### Passage
— Start —
Sense and Nonsense of Rules on Proof in Cartel Cases

28 Pages Posted: 31 Jan 2008

See all articles by Laura Parret

Laura Parret

Tilburg Law and Economics Center (TILEC); Tilburg Law School

Date Written: January 2008

Abstract

EC competition law has undergone major changes in the last years. A so-called more economic approach has been introduced: for vertical restrictions safe harbours were created for undertakings with low market shares and only a limited number of hard-core restrictions are still considered detrimental for the economy. For horizontal agreements, the Commission adopted guidelines and new group exemptions allowing for more flexibility for certain types of agreements that can have pro-competitive effects. Where hard-core cartels are concerned, there is no question of introducing more flexibility at a policy level. On the contrary, due to procedural reforms, decentralisation and the successful introduction of leniency programs, the focus of the Commission and most national competition authorities is now on cartels and large fines are imposed.

Even in hard-core cases there is some pressure on the competition authorities to have sufficient consideration for economic reality and impact on the market. This pressure is coming from the insights of economic doctrine, but also from the courts upon review. It is the result of a growing attention for issues of proof and evidence that we can observe in the last years in several areas of competition law. Community courts are requiring the Commission to substantiate adequately its findings of infringement of competition law by demonstrating adverse effect on the market place. Similar requirements are imposed by national courts when it comes to justifying the sanctions that are imposed by national competition authorities. This stricter approach towards proof is, at least partly, inspired by the seriousness of the sanctions that are imposed on companies. Increasingly high sanctions bring more attention for rights of defence and rules on proof and evidence.
— End —
### Requirement
Answer these questions from the abstract on proof in cartel cases.
(a) For which undertakings were safe harbours created for vertical restrictions?
(b) Besides the insights of economic doctrine, where does the pressure on competition authorities come from?
(c) What brings more attention for rights of defence and rules on proof and evidence?

### Dataset records
— Start —
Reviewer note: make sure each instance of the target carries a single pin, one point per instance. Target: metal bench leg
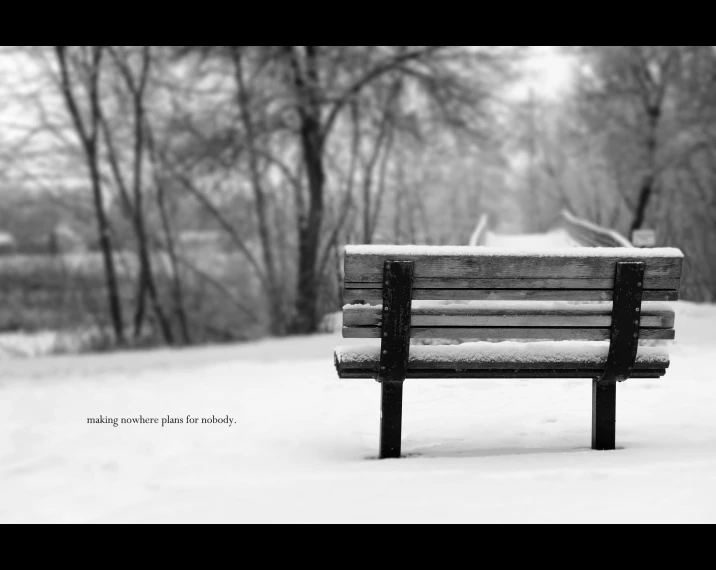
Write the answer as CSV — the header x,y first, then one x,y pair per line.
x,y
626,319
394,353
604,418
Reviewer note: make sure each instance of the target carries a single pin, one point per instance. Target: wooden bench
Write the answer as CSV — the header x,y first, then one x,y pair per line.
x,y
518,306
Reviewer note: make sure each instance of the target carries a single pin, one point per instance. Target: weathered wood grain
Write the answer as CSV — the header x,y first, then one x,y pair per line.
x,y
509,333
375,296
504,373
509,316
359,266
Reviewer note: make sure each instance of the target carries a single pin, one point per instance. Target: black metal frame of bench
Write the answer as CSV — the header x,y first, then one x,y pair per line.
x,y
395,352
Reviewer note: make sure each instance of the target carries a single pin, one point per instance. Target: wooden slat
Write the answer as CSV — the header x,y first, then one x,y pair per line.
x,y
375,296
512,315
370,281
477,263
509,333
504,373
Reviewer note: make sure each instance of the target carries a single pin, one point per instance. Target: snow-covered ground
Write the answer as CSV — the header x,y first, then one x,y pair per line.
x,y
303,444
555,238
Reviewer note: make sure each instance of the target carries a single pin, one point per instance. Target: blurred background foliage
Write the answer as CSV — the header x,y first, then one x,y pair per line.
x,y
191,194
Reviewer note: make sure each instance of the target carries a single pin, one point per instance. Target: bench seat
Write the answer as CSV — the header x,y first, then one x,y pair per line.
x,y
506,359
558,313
— End —
— Start —
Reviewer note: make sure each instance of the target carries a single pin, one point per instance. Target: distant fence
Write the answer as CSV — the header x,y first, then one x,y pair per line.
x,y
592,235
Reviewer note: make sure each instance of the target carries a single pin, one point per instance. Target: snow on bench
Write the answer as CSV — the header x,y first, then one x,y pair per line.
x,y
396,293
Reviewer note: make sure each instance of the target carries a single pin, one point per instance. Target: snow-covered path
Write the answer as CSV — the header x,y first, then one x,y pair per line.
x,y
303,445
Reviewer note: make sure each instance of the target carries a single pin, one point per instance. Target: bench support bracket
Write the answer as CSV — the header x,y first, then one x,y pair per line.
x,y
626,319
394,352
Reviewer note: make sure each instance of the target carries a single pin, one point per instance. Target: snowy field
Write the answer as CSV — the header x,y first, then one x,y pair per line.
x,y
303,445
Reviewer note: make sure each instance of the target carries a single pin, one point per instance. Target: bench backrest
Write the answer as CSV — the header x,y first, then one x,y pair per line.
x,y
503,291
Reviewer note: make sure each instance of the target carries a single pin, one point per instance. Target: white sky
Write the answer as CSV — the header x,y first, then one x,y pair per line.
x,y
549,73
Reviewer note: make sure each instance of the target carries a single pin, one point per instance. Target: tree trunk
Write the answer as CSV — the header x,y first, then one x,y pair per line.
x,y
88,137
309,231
— End —
### Exercise output
(a) Undertakings with low market shares.
(b) The courts upon review.
(c) Increasingly high sanctions.